• [Your task]: Below are the entries to retype; reproduce each one exactly.

---------- Exercise inputs

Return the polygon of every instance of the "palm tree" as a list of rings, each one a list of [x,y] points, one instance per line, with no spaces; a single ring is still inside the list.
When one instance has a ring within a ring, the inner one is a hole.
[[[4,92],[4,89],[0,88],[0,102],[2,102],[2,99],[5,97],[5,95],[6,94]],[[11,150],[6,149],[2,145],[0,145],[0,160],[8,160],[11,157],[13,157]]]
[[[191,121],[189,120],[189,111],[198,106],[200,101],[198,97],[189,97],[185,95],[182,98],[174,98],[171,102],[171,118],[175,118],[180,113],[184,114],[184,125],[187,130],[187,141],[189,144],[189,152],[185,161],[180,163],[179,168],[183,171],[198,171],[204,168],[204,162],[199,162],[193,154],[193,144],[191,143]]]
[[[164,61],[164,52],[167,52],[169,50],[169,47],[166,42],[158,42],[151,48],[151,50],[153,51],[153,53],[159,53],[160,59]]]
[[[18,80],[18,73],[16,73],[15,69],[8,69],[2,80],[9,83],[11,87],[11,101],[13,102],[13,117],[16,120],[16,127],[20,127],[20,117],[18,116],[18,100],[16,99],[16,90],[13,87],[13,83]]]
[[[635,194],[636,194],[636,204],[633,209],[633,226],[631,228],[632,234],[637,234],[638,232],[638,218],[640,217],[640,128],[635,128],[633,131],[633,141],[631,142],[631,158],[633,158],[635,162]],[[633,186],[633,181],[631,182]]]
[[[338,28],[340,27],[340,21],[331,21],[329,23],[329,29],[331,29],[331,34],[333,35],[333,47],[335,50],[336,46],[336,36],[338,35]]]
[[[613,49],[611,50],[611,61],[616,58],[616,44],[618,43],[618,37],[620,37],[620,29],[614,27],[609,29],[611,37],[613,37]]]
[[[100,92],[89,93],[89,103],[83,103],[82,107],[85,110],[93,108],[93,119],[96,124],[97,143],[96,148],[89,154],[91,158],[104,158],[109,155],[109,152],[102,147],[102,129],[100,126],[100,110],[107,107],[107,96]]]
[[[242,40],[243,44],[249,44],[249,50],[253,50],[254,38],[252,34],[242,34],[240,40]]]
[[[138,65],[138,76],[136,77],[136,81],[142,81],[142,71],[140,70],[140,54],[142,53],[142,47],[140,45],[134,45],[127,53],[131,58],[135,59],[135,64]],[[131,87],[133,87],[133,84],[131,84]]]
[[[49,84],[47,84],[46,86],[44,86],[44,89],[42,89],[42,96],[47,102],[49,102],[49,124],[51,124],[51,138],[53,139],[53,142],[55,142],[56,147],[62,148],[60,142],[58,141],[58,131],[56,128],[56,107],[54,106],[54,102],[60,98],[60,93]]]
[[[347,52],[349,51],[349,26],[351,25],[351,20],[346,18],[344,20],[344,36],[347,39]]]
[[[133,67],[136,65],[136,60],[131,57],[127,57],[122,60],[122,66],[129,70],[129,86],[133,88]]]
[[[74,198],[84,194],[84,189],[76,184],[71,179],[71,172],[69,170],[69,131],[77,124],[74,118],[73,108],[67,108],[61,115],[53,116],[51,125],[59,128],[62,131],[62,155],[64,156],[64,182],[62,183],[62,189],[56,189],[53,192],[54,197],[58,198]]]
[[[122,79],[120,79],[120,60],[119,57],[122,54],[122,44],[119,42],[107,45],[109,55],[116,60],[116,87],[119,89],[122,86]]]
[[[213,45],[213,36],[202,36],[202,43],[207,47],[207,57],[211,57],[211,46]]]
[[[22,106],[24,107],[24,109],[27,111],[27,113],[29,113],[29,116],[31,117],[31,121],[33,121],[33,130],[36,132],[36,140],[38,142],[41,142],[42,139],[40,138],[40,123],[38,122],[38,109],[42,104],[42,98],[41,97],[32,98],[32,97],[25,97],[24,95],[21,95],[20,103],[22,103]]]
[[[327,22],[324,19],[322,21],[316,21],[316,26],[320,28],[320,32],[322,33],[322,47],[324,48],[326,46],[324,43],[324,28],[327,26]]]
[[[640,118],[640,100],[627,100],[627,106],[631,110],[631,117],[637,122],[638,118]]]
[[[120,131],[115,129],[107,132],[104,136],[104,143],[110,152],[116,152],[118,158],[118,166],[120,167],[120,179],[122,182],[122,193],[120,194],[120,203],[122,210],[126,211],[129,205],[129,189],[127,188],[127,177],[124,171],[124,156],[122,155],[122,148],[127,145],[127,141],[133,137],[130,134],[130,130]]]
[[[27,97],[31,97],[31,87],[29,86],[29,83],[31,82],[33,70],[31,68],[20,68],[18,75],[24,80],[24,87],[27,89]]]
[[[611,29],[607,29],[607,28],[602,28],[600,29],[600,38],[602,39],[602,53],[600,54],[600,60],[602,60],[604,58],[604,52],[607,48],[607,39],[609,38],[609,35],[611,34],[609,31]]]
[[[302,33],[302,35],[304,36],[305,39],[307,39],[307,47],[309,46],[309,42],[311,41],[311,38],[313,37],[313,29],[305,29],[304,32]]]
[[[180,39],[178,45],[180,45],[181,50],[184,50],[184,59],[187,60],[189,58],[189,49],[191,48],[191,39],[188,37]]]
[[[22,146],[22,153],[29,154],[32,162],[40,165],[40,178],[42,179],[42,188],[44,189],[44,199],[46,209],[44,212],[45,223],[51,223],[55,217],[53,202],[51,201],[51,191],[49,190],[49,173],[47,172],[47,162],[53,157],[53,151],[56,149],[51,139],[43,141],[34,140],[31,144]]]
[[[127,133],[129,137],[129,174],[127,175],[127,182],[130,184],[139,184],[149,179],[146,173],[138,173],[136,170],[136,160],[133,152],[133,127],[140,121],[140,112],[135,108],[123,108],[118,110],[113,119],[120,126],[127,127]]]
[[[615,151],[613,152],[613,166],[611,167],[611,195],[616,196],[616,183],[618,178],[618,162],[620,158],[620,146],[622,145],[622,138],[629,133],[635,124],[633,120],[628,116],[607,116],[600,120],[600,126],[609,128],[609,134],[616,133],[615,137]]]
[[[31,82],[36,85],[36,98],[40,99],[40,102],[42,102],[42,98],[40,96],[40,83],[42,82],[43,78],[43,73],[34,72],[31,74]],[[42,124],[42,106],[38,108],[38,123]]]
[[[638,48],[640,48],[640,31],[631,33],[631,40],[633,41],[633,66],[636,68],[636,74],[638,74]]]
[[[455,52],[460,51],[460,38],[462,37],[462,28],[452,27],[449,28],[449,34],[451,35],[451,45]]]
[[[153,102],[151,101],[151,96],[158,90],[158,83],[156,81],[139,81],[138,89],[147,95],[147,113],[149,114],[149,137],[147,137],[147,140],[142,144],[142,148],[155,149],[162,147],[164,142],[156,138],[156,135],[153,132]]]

--------------------

• [Task result]:
Return the polygon of every instance of the "palm tree" as a list of rings, each one a list of [x,y] points, one instance per line, with no spaces; a single ring is still inside the list.
When one instance has a ring within a ring, the inner one is a hole.
[[[4,92],[4,89],[0,88],[0,102],[2,102],[2,99],[5,97],[5,95],[6,94]],[[11,150],[6,149],[2,145],[0,145],[0,160],[8,160],[11,157],[13,157]]]
[[[191,121],[189,120],[189,111],[198,106],[200,101],[198,97],[189,97],[185,95],[182,98],[174,98],[171,102],[171,118],[175,118],[180,113],[184,114],[184,125],[187,130],[187,141],[189,144],[189,152],[185,161],[180,163],[179,168],[183,171],[198,171],[204,168],[204,162],[199,162],[193,154],[193,144],[191,143]]]
[[[164,61],[164,52],[167,52],[169,50],[169,47],[166,42],[158,42],[151,48],[151,50],[153,51],[153,53],[159,53],[160,59]]]
[[[18,80],[18,73],[16,73],[15,69],[8,69],[2,80],[9,83],[11,87],[11,101],[13,102],[13,117],[16,120],[16,127],[20,127],[20,117],[18,116],[18,100],[16,99],[16,90],[13,87],[13,83]]]
[[[635,194],[636,194],[636,204],[633,209],[633,226],[631,228],[632,234],[637,234],[638,232],[638,218],[640,217],[640,128],[635,128],[633,131],[633,141],[631,142],[631,158],[633,158],[635,162]],[[633,186],[633,181],[631,182]]]
[[[338,28],[340,27],[340,21],[331,21],[329,23],[329,29],[331,29],[331,34],[333,35],[333,47],[335,50],[336,46],[336,36],[338,35]]]
[[[613,49],[611,50],[611,61],[616,58],[616,44],[618,43],[618,37],[620,37],[620,29],[614,27],[609,29],[611,37],[613,37]]]
[[[100,92],[89,93],[89,103],[83,103],[82,107],[85,110],[93,108],[93,119],[96,124],[97,143],[96,148],[89,154],[91,158],[104,158],[109,155],[109,152],[102,147],[102,129],[100,126],[100,110],[107,107],[107,96]]]
[[[242,40],[243,44],[249,44],[249,50],[253,50],[254,38],[252,34],[242,34],[240,40]]]
[[[138,65],[138,76],[136,77],[136,81],[142,81],[142,71],[140,70],[140,54],[142,53],[142,47],[140,45],[134,45],[127,53],[131,58],[135,59],[135,64]],[[131,87],[133,87],[133,84],[131,84]]]
[[[49,84],[47,84],[46,86],[44,86],[44,89],[42,89],[42,96],[47,102],[49,102],[49,124],[51,124],[51,138],[53,139],[53,142],[55,142],[56,147],[62,148],[60,142],[58,141],[58,131],[56,128],[56,107],[54,106],[54,102],[60,98],[60,93]]]
[[[347,52],[349,51],[349,26],[351,25],[351,20],[346,18],[344,20],[344,36],[347,39]]]
[[[133,67],[136,65],[136,60],[131,57],[127,57],[122,60],[122,66],[129,70],[129,86],[133,88]]]
[[[74,198],[84,194],[84,189],[76,184],[71,179],[71,172],[69,170],[69,131],[77,124],[74,118],[73,108],[67,108],[61,115],[53,116],[51,125],[59,128],[62,131],[62,155],[64,156],[64,182],[62,183],[62,189],[56,189],[53,192],[54,197],[58,198]]]
[[[122,79],[120,79],[120,60],[119,57],[122,54],[122,44],[119,42],[107,45],[109,55],[116,60],[116,87],[119,89],[122,86]]]
[[[213,45],[213,36],[202,36],[202,43],[207,47],[207,57],[211,57],[211,46]]]
[[[22,106],[24,107],[24,109],[27,111],[27,113],[29,113],[29,116],[31,117],[31,121],[33,121],[33,130],[36,132],[36,140],[38,142],[41,142],[42,139],[40,138],[40,123],[38,122],[38,109],[42,104],[42,98],[41,97],[32,98],[32,97],[25,97],[24,95],[21,95],[20,103],[22,103]]]
[[[327,22],[324,19],[322,21],[316,21],[316,26],[320,28],[320,32],[322,33],[322,47],[324,48],[326,46],[324,43],[324,28],[327,26]]]
[[[640,118],[640,100],[627,100],[627,106],[631,110],[631,117],[637,122],[638,118]]]
[[[120,131],[115,129],[107,132],[104,136],[104,143],[110,152],[116,152],[118,158],[118,166],[120,167],[120,179],[122,182],[122,193],[120,194],[120,203],[122,210],[126,211],[129,205],[129,189],[127,188],[127,177],[124,171],[124,156],[122,155],[122,148],[127,145],[127,141],[133,137],[130,134],[130,130]]]
[[[27,97],[31,97],[31,87],[29,86],[29,83],[31,82],[33,70],[31,68],[20,68],[18,75],[24,80],[24,87],[27,89]]]
[[[611,29],[607,29],[607,28],[602,28],[600,29],[600,38],[602,39],[602,53],[600,54],[600,60],[602,60],[604,58],[604,52],[607,48],[607,39],[609,38],[609,35],[611,34],[609,31]]]
[[[302,33],[302,35],[304,36],[305,39],[307,39],[307,47],[309,46],[309,42],[311,41],[311,38],[313,37],[313,29],[305,29],[304,32]]]
[[[180,39],[178,45],[180,45],[181,50],[184,50],[184,59],[187,60],[189,58],[189,49],[191,48],[191,39],[188,37]]]
[[[22,146],[22,153],[29,154],[32,162],[40,165],[40,178],[42,179],[42,188],[44,189],[44,199],[46,209],[44,212],[45,223],[51,223],[55,217],[53,202],[51,201],[51,191],[49,190],[49,173],[47,172],[47,162],[53,157],[53,151],[56,149],[51,139],[43,141],[34,140],[31,144]]]
[[[127,133],[129,137],[129,174],[127,175],[127,182],[130,184],[139,184],[149,179],[146,173],[138,173],[136,170],[136,160],[133,152],[133,127],[140,121],[140,112],[135,108],[123,108],[118,110],[113,119],[120,126],[127,127]]]
[[[615,151],[613,152],[613,166],[611,167],[611,195],[616,196],[616,183],[618,178],[618,162],[620,158],[620,146],[622,145],[622,138],[629,133],[635,124],[633,120],[628,116],[607,116],[600,120],[600,126],[609,128],[609,134],[616,133],[615,137]]]
[[[31,82],[36,85],[36,98],[40,99],[40,102],[42,102],[42,98],[40,96],[40,83],[42,82],[43,78],[43,73],[34,72],[31,74]],[[42,124],[42,106],[38,108],[38,123]]]
[[[638,48],[640,48],[640,31],[631,33],[631,40],[633,41],[633,66],[636,68],[636,74],[638,74]]]
[[[455,52],[460,51],[460,38],[462,37],[462,28],[452,27],[449,28],[449,34],[451,35],[451,45]]]
[[[153,102],[151,101],[151,96],[158,90],[158,83],[156,81],[139,81],[138,89],[147,95],[147,113],[149,114],[149,137],[147,137],[147,140],[142,144],[142,148],[155,149],[162,147],[164,142],[156,138],[156,135],[153,132]]]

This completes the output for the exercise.